#### Records for the task

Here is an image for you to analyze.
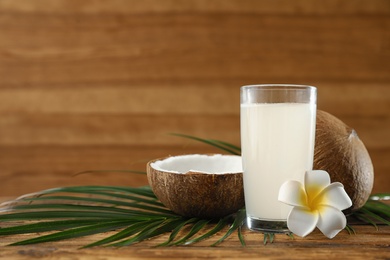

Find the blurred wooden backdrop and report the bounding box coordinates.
[0,0,390,196]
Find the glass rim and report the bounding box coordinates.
[241,84,317,91]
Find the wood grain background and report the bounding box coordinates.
[0,0,390,196]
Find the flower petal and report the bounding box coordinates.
[317,206,347,238]
[287,207,319,237]
[278,180,307,207]
[316,182,352,210]
[305,170,330,201]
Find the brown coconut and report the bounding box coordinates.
[147,155,245,219]
[313,110,374,213]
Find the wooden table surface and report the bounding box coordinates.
[0,219,390,260]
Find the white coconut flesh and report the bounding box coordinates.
[150,154,242,174]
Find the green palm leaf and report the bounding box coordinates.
[0,134,390,247]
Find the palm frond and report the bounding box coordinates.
[171,133,241,155]
[0,134,390,247]
[0,186,241,247]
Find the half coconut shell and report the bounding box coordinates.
[147,154,245,219]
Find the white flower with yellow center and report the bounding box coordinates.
[278,170,352,238]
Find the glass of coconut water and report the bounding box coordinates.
[241,84,317,233]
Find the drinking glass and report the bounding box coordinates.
[240,84,317,233]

########

What to produce -
Rewrite the rows above with every "coordinates" changed to "position", keeping everything else the same. Leave the pictures out.

Expected answer -
Here is an image for you to analyze.

Find the blurred wooden backdrop and report the bounding box position.
[0,0,390,196]
Find the glass rim and report the bounding box position.
[241,84,317,91]
Find the wood grain background and report the bounding box position.
[0,0,390,196]
Find the flower petal and report the bounding box position.
[317,206,347,238]
[287,207,319,237]
[278,180,307,207]
[316,182,352,210]
[305,170,330,201]
Find the brown coconut and report the bounding box position.
[147,155,245,219]
[313,110,374,213]
Find the wooden table surface and report the bounding box position.
[0,219,390,260]
Find the white coconut flesh and report the bounding box position.
[150,154,242,174]
Find the green palm leaf and report the bounding box position.
[0,134,390,247]
Find the palm frond and report the bounding box position.
[171,133,241,155]
[0,134,390,247]
[0,186,241,247]
Find the half coconut shell and report the bounding box position.
[147,154,245,219]
Find the white flower with yellow center and report the bounding box position.
[278,170,352,238]
Find the glass of coconut water and report the bounding box position.
[241,84,317,233]
Find the drinking glass and report the bounding box position.
[240,84,317,233]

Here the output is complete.